• _Problème posé_
Reprenez le texte sur les trois feux verts nécessaires à l'envoi d'instructeurs en Ukraine et poursuivez-le à partir de sa dernière phrase.

Les trois feux verts indispensables

Le premier feu vert est celui des pays européens d’accord pour envoyer des instructeurs. Les Etats-Unis, sauf surprise, ne se joindront pas à la coalition. Une première décision pourrait être prise lors de la réunion informelle des dirigeants de l’UE le 17 juin à Bruxelles.

Le second feu vert est celui de l’armée de l’air française qui doit organiser le transfert désormais promis des Mirages 2000 à l’Ukraine. Cela interviendra a priori en fin d’année 2024. Le troisième feu vert est celui de l’OTAN. Il faut impérativement que la coalition d’instructeurs soit soutenue par l’Alliance, ce qui enverra un message à Vladimir Poutine.

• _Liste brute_
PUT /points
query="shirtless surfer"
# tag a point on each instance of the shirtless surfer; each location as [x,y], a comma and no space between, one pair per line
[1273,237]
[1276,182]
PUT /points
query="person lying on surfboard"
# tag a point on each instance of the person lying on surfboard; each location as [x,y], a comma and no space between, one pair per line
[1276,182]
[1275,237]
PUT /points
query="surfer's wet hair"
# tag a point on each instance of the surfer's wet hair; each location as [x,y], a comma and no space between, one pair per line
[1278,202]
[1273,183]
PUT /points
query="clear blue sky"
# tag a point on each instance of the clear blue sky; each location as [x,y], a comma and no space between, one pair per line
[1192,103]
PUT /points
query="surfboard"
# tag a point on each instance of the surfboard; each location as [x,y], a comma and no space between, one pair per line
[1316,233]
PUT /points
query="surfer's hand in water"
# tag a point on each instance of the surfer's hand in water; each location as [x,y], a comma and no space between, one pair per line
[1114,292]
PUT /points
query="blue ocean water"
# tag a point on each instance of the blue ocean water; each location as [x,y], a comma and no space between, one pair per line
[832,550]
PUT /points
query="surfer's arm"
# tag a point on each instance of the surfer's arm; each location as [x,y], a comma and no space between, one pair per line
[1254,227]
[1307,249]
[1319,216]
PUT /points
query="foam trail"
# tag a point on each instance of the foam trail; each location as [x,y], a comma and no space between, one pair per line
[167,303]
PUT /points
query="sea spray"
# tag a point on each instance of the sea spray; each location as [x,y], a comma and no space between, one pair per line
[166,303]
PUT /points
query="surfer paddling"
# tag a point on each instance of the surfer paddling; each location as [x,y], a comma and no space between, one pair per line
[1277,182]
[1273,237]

• _Réponse proposée_
Pas que des mots

La course contre-la-montre stratégique est bien comprise par la Russie, qui multiplie ces jours-ci ses attaques contre la France, menaçant de s’en prendre à ses soldats. Plusieurs arrestations semblent aussi démontrer que des réseaux pro-russes sont à l’œuvre en France pour semer le désordre, voire la panique, avant les Jeux Olympiques. Ces jeux, célébration du sport mondial, sont aussi une date que Macron a en tête. Il revendique toujours une «trêve olympique» que la Russie pourrait accepter (sans le dire) par égard pour la Chine et ses athlètes. Or la cérémonie d’ouverture des JO aura lieu le 26 juillet à Paris. D’ici là, l’Élysée a donc l’obligation de démontrer que les discours du président ne sont pas que des mots.